• WHAT IS ASKED:
According to the passage about the song "Wetter," who produced it?

• EXCERPTED PASSAGE:
------------------------------------------------------------

"Wetter" is a song by American rapper Twista off his seventh album Category F5 and released as the first single. The song features the singer Erika Shevon, and was produced by The Legendary Traxster. It is sometimes referred to as the second part to the song "Get It Wet" off his 1997 album Adrenaline Rush due its similarities. It was released as a digital download on February 24, 2009. The radio version is remixed. The song contains elements from Janet Jackson's 1994 hit "Any Time, Any Place". It is a straightforward slow jam, with Shevon's vocal chorus punctuating Twista's two verses. The 'calling you daddy' section serves as both an intro and outro. There is a freestyle by Lil Wayne & Shanell called "Wayne On Me" from Wayne's 2009 mixtape No Ceilings. This song is Twista's highest-charting single since Girl Tonite (2005).

------------------------------------------------------------

A run of records

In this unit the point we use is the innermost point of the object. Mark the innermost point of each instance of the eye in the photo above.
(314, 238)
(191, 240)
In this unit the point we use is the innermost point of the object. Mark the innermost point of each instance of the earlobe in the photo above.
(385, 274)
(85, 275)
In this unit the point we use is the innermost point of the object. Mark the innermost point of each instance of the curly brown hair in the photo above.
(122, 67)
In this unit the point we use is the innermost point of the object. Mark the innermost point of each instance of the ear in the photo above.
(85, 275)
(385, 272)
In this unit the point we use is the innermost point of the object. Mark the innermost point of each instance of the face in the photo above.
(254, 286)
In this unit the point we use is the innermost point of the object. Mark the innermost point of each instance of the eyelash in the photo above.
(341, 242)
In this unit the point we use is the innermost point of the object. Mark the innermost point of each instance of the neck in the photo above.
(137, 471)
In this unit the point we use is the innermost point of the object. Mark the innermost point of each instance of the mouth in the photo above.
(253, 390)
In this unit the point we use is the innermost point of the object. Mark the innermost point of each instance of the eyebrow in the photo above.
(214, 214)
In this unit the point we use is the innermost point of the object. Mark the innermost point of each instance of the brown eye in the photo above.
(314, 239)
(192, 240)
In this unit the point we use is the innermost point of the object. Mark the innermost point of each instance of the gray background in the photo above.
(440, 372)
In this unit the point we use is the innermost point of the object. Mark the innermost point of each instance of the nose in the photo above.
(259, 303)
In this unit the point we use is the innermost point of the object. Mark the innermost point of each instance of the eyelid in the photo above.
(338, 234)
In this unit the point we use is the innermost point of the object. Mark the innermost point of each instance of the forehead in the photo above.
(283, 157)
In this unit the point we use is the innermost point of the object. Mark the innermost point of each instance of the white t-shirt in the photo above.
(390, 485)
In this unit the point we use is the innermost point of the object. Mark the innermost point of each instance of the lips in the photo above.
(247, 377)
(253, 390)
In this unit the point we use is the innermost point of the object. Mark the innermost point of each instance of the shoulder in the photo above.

------------------------------------------------------------

• SOLUTION:
The Legendary Traxster